-- Opening Marker --
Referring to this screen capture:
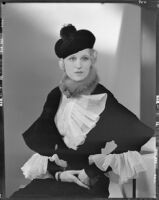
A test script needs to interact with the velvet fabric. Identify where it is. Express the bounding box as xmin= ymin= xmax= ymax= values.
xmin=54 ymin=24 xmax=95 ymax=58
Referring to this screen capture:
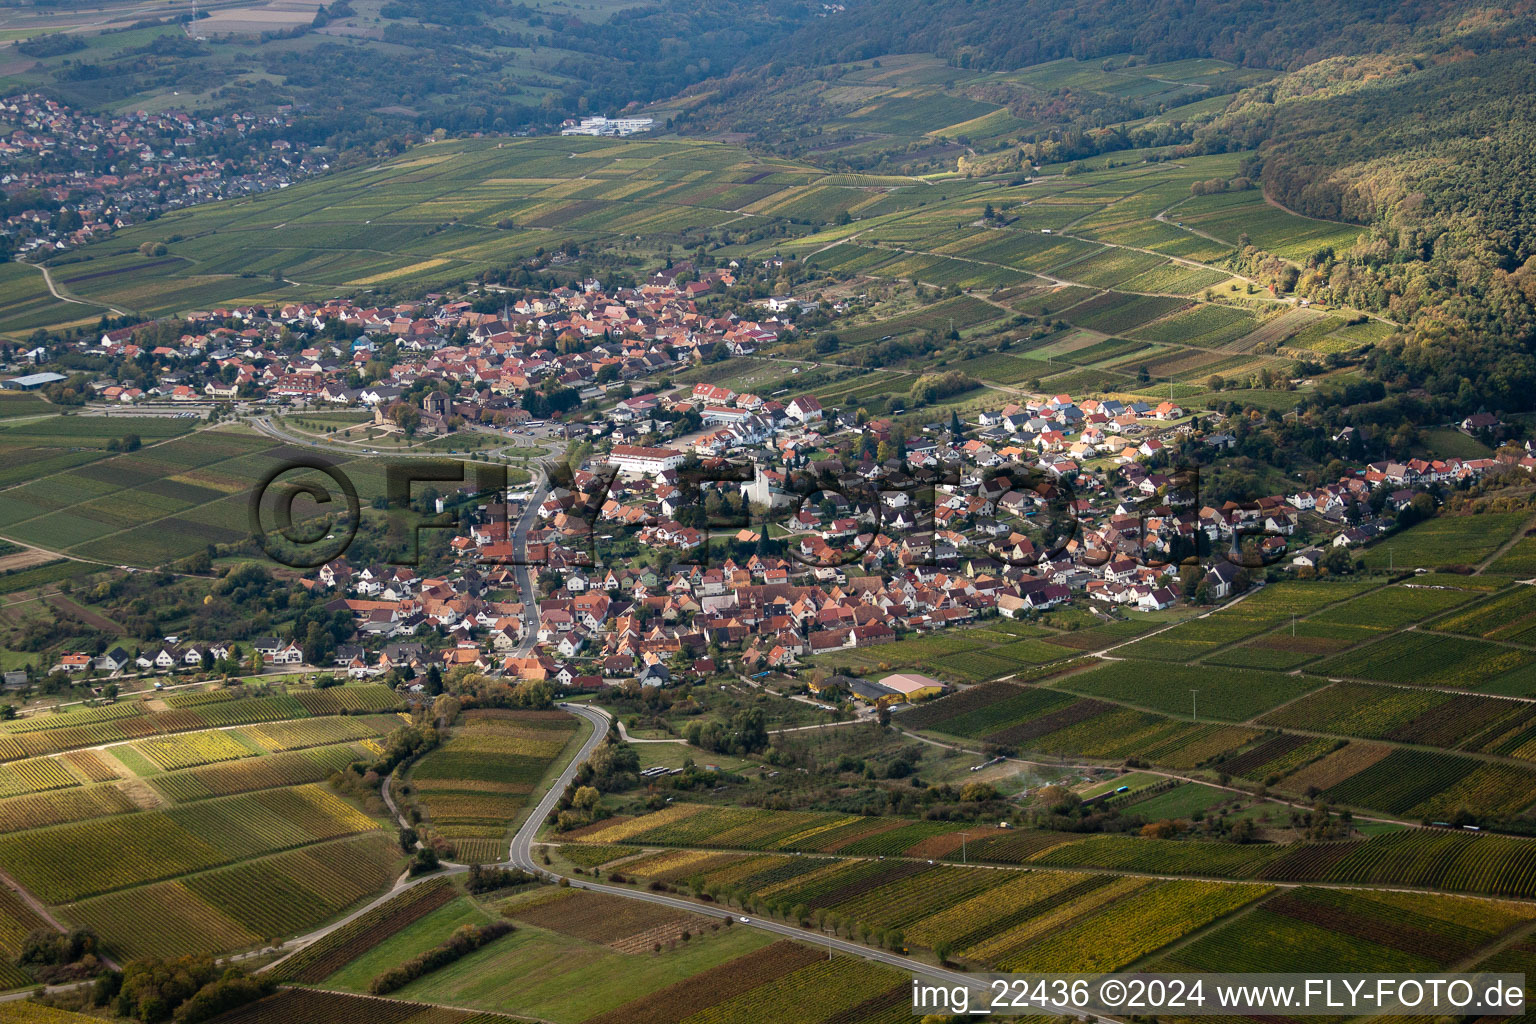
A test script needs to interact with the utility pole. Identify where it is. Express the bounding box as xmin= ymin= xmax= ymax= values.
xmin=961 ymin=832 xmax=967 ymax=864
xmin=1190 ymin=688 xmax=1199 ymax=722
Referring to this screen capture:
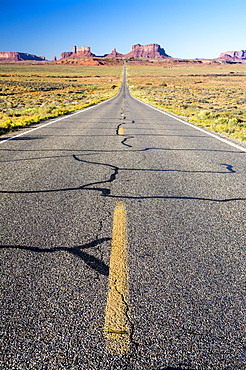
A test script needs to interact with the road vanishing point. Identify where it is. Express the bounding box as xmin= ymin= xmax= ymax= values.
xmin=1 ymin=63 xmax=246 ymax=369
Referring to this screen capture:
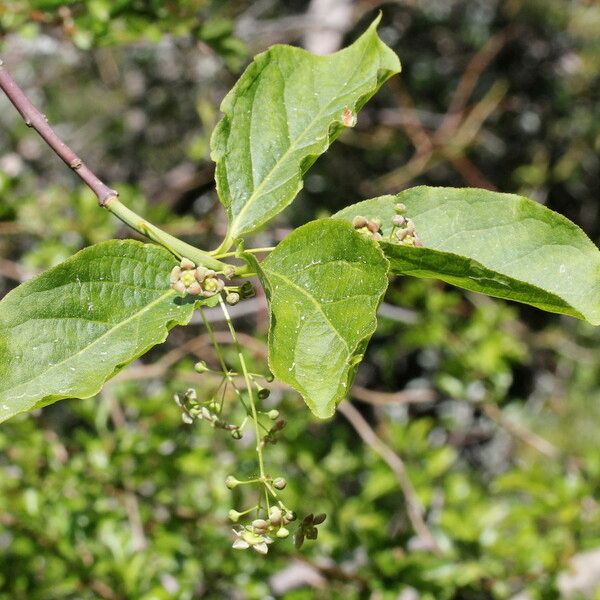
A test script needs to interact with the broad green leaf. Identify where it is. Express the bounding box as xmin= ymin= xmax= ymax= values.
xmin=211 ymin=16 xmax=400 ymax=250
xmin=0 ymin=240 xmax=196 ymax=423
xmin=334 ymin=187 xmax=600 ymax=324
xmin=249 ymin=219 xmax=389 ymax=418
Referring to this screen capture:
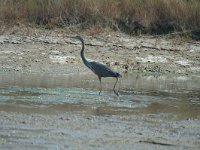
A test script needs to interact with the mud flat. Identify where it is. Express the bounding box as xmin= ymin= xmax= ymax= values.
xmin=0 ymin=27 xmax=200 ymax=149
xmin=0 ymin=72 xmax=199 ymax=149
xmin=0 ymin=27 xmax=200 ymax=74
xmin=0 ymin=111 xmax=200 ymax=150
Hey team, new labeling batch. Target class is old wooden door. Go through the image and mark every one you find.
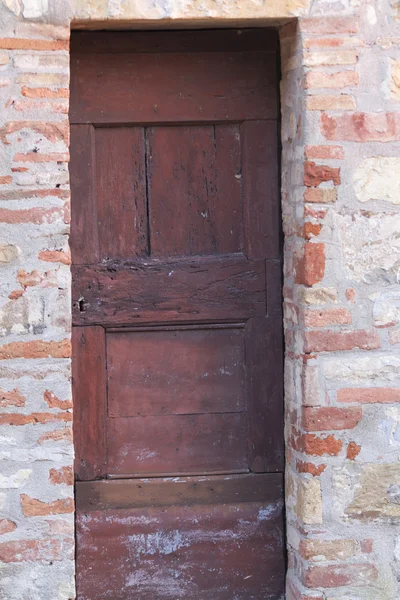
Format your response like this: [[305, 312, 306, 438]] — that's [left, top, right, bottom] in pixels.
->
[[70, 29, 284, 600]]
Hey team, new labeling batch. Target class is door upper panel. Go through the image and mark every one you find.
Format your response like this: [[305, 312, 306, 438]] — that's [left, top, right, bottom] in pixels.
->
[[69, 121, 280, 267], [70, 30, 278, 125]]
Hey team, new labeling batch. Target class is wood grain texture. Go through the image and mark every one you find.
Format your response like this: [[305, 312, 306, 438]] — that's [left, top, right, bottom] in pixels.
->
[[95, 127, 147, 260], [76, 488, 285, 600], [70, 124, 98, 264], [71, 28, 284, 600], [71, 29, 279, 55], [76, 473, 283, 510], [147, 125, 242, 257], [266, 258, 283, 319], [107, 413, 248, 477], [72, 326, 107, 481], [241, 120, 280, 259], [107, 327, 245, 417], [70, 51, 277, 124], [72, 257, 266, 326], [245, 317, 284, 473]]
-- Closing Marker --
-- Opening Marker --
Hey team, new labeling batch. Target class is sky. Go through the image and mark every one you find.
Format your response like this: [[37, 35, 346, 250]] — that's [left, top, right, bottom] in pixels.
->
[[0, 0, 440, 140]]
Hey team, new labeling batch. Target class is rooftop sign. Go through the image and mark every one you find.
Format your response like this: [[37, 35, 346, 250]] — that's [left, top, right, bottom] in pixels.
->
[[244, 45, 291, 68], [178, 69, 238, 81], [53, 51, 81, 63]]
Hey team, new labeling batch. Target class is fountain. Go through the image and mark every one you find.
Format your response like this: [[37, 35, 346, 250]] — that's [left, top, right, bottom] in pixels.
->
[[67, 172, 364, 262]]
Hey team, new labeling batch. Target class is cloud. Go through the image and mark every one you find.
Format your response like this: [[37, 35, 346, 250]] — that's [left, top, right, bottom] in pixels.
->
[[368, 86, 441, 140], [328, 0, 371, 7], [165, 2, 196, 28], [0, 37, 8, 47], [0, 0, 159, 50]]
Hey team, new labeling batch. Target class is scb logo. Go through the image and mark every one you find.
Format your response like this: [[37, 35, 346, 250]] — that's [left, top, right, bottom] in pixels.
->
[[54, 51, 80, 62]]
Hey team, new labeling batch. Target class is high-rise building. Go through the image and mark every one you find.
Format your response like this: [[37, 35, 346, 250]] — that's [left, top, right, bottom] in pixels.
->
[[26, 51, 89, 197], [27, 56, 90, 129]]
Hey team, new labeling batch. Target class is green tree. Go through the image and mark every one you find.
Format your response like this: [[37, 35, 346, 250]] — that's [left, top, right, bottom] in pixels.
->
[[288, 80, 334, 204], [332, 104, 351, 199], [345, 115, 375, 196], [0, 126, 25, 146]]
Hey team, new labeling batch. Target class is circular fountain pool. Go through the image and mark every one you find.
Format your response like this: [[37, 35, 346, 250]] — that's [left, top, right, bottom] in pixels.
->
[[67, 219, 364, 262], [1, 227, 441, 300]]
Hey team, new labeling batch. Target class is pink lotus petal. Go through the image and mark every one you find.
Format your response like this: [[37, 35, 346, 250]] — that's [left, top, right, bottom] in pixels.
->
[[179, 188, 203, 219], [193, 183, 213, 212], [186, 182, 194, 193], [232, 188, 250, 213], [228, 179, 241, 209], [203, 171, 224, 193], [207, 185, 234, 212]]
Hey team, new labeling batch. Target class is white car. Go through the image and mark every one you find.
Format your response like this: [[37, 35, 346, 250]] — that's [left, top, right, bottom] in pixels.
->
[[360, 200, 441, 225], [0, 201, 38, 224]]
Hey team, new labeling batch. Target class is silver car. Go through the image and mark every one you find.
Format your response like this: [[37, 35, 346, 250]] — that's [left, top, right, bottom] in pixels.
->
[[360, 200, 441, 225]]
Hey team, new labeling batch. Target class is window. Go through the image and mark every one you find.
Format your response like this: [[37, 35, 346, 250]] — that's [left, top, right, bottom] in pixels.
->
-- Closing Marker --
What to work on:
Each line from the material above that mentions the word "door" needs to be copied.

Result below:
Hey team, new labeling batch. Target class is old wooden door. Go through the image and mark every one you find.
Hey team, new labeling batch. Target class is door upper panel. Go through the image and mark every one you find.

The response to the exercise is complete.